(WHAT NEEDS TO BE DONE)
Format the lines below as a JSON list of strings, one string for each line, omitting any blank lines.

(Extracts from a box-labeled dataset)
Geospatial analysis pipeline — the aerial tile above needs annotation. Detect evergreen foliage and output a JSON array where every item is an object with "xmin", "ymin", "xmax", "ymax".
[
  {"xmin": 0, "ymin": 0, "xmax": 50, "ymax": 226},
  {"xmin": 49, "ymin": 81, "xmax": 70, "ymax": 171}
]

(WORKED SOLUTION)
[
  "Geospatial analysis pipeline — the aerial tile above needs annotation. Detect evergreen foliage and output a JSON array where every item is an object with \"xmin\", \"ymin\", \"xmax\", \"ymax\".",
  "[",
  "  {\"xmin\": 0, \"ymin\": 0, \"xmax\": 50, \"ymax\": 226},",
  "  {\"xmin\": 49, \"ymin\": 81, \"xmax\": 70, \"ymax\": 171}",
  "]"
]